PROVIDED RECORDS –
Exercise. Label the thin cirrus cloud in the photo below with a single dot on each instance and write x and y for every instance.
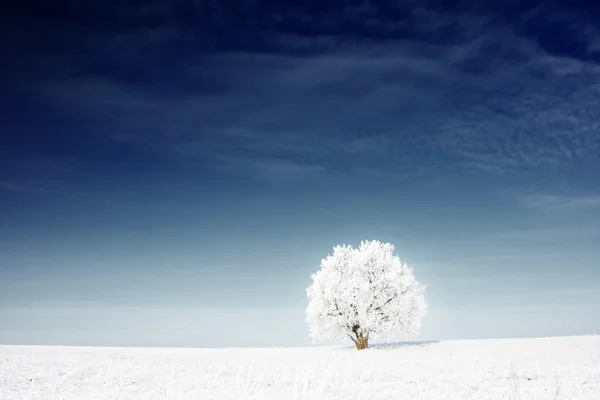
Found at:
(490, 99)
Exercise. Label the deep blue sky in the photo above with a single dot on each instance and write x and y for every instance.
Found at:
(172, 172)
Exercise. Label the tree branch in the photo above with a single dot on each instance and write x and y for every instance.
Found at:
(352, 338)
(387, 301)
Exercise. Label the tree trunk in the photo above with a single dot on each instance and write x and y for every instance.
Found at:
(362, 342)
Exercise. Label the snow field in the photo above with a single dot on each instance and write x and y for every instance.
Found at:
(513, 369)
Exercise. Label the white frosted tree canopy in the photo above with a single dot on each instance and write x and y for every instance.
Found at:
(362, 292)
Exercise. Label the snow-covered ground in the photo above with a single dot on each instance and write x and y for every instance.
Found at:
(548, 368)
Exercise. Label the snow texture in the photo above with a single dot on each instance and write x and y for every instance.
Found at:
(365, 291)
(511, 369)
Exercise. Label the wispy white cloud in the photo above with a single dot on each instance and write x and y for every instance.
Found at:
(557, 202)
(493, 101)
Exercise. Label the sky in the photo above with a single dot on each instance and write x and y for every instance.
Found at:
(172, 172)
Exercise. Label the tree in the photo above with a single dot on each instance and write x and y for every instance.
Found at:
(364, 292)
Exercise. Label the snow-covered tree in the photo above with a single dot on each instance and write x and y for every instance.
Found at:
(362, 292)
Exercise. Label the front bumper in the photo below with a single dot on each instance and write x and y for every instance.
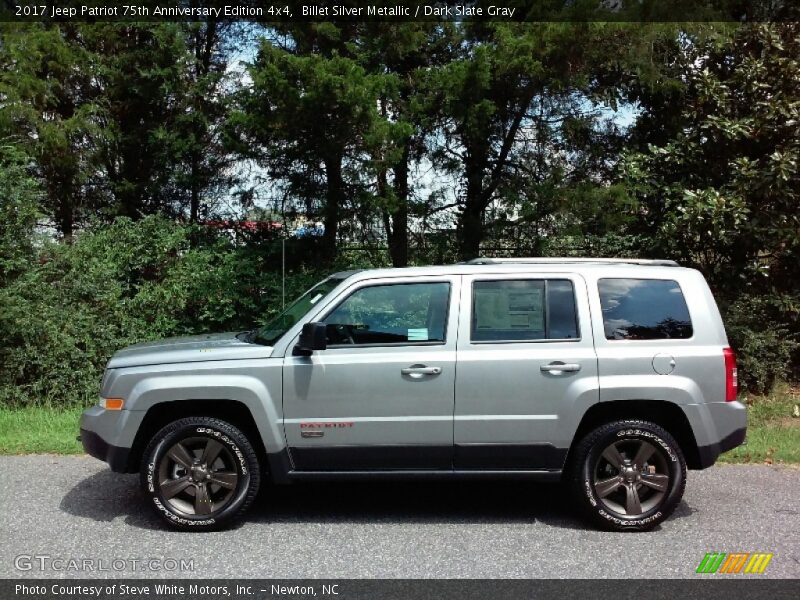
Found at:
(115, 456)
(109, 435)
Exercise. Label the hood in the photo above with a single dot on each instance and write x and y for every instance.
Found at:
(196, 348)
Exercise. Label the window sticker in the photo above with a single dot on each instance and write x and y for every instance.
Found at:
(418, 335)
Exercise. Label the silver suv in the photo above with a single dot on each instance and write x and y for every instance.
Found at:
(611, 375)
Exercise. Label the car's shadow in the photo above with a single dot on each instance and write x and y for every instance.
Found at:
(106, 496)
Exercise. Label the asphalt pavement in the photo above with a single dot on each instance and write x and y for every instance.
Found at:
(58, 512)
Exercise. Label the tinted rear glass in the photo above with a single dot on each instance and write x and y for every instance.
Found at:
(644, 309)
(523, 310)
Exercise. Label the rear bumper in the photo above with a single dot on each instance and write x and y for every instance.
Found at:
(116, 457)
(709, 454)
(717, 427)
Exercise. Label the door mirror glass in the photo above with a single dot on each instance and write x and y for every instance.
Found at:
(312, 338)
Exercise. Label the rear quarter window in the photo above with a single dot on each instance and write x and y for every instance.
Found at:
(644, 309)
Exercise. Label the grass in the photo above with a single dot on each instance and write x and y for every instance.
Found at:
(39, 430)
(773, 434)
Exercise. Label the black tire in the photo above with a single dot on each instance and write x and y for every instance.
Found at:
(200, 473)
(612, 490)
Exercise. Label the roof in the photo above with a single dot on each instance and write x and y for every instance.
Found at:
(521, 265)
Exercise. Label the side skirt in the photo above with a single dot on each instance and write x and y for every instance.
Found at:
(400, 475)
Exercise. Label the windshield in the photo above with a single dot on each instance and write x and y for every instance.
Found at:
(272, 331)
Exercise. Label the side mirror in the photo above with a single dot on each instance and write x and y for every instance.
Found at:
(311, 338)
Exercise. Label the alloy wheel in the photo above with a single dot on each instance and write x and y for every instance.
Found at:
(631, 477)
(197, 476)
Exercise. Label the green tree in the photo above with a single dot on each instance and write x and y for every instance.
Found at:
(49, 108)
(722, 192)
(306, 117)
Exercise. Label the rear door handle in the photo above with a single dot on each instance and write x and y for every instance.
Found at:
(420, 370)
(559, 367)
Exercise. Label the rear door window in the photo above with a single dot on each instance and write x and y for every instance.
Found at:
(523, 310)
(644, 309)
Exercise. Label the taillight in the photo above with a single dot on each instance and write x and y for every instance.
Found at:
(731, 375)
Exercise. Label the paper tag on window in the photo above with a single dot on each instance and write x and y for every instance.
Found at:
(418, 335)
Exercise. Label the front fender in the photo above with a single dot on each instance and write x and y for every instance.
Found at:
(250, 391)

STATED EXERCISE – Copy everything in the records above except the pictures, exactly as written.

OUTPUT BELOW –
Exercise. Label the thin cirrus cloud in the photo below with a single dot on each instance and write x and y for every instance.
Found at:
(490, 99)
Exercise. Label the deep blue sky in the photo above with a single dot on each instance and write x and y for every instance.
Found at:
(172, 172)
Exercise. Label the tree branch in the photo above with a single dot on each instance and write x and y for every instance.
Found at:
(352, 338)
(387, 301)
Exercise. Label the tree trunk in the photo above with a single dot on each instance and write x and y for every instance.
Found at:
(362, 342)
Exercise. Label the snow field in the photo above with a single dot on each instance and write x and y for every instance.
Found at:
(513, 369)
Exercise. Label the white frosted tree canopy in the photo above with a single dot on each instance and write x and y for every instance.
Found at:
(362, 292)
Exercise. Label the snow-covered ground in the photo above with a single dot on each instance and write x and y for every instance.
Found at:
(548, 368)
Exercise. Label the snow texture in the photo above with a single dot on each instance and write x and y for every instance.
Found at:
(365, 291)
(511, 369)
Exercise. Label the wispy white cloud in the photo above with a single dot on each instance and write x and y for every instance.
Found at:
(557, 202)
(493, 101)
Exercise. Label the sky in the photo above with a single dot on each instance and write x and y for every instance.
Found at:
(172, 172)
Exercise. Label the tree in the photo above with a single dot on each instance and write x and y for every instance.
Found at:
(364, 292)
Exercise. Label the snow-covered tree in the photo above with a single dot on each instance and write x and y for every instance.
Found at:
(362, 292)
Exercise. Label the front bumper in the photo below with a single dot on each instance and write x and y for every instance.
Found at:
(115, 456)
(109, 435)
Exercise. Label the hood in the photo above with a single dot on each instance and write x and y for every instance.
Found at:
(196, 348)
Exercise. Label the window sticker in the photo above with a single dot on each instance and write x and y for every instance.
Found at:
(418, 335)
Exercise. Label the silver suv in the photo above with a single dot on each instance and write x and y for every instance.
Found at:
(611, 375)
Exercise. Label the car's shadow in the photo above with a single dot on each instance and write x and y for every instance.
Found at:
(106, 496)
Exercise. Label the asphalt pavement in the photo above with a single dot on each instance and write x and y for every instance.
Found at:
(58, 512)
Exercise. Label the tinted rear glass in the photo above with a single dot on each instance and write x and y for every instance.
Found at:
(644, 309)
(523, 310)
Exercise. Label the rear bumper in the photo above with a single dot on each instance and write x and y for every instance.
Found at:
(116, 457)
(709, 454)
(717, 427)
Exercise. Label the door mirror glass in the photo above with a single dot on each instance and write x and y for every instance.
Found at:
(312, 338)
Exercise. Label the rear quarter window in the photo above with a single dot on each instance and write x and y for every instance.
Found at:
(644, 309)
Exercise. Label the grass in the photo above with a single dot on each instance and write x and y for every instance.
Found at:
(39, 430)
(773, 434)
Exercise. Label the black tire in the photo above with a single dot on each instance and write x and y for every instance.
Found at:
(200, 473)
(612, 490)
Exercise. Label the roof in the photo above with a single dot on each instance and write x and y for every instance.
Found at:
(521, 265)
Exercise. Label the side skirt in the photo above with a single dot on each instance and write x and y for every instance.
Found at:
(400, 475)
Exercise. Label the windshield in the photo above with a single dot on each instance and write x and y for every instance.
Found at:
(272, 331)
Exercise. Label the side mirror in the photo above with a single dot on each instance and write x and y for every instance.
Found at:
(311, 338)
Exercise. Label the alloy wheel in the photo above with a single dot on each instance and write x and y for every instance.
Found at:
(631, 477)
(197, 476)
Exercise. Label the green tree in the photo above with a single dot on each instance and write x and y for every instance.
Found at:
(49, 108)
(722, 192)
(306, 117)
Exercise. Label the rear door handle in the photo above with a single dot on each instance and write x and y for every instance.
Found at:
(420, 370)
(559, 367)
Exercise. Label the rear door window in the photo above with a single dot on each instance and write x and y for every instance.
Found at:
(523, 310)
(644, 309)
Exercise. Label the taillight in the photo above with a single dot on each instance and write x and y for every instance.
Found at:
(731, 375)
Exercise. Label the paper tag on window in the photo above with a single dot on each instance and write x and y for every instance.
Found at:
(418, 335)
Exercise. Label the front fender in the photo above with a single dot on each instance and write x and y for every instance.
Found at:
(250, 391)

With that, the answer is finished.